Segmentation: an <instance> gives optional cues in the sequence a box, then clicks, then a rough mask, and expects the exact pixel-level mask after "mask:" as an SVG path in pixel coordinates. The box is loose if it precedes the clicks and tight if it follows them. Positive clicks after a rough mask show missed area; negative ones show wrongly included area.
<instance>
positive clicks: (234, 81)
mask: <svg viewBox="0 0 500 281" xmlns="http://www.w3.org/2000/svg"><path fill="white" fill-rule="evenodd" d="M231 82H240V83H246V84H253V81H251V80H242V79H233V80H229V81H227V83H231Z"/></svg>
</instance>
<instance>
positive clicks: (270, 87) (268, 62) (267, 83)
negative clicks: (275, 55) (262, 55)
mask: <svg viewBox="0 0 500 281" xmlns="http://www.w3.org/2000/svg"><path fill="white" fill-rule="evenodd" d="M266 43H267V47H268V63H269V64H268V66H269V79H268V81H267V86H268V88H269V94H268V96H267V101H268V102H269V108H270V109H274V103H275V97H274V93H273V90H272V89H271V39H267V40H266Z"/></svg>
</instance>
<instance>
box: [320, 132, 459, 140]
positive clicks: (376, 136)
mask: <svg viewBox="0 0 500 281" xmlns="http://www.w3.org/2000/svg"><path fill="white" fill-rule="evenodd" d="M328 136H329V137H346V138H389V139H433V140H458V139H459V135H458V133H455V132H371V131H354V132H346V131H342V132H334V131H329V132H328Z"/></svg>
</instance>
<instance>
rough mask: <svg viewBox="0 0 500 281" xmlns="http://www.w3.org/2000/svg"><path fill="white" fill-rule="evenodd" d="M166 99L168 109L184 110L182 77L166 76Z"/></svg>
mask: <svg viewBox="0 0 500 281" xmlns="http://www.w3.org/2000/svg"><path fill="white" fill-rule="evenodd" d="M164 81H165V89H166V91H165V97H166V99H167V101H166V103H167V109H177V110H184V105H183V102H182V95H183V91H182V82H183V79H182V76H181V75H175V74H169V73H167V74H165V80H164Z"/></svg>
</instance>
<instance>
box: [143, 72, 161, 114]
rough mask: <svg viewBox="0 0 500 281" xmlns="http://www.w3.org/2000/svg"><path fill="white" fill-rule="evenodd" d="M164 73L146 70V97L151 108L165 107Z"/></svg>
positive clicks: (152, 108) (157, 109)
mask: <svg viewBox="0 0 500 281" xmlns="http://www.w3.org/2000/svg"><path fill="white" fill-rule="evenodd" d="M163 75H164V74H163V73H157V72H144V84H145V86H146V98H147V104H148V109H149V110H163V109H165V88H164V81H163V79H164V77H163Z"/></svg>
☆ ☆ ☆ ☆
Give the number of lines in the records above that contain the word "negative", and reply with that number alone.

■ COMPLETED EXERCISE
2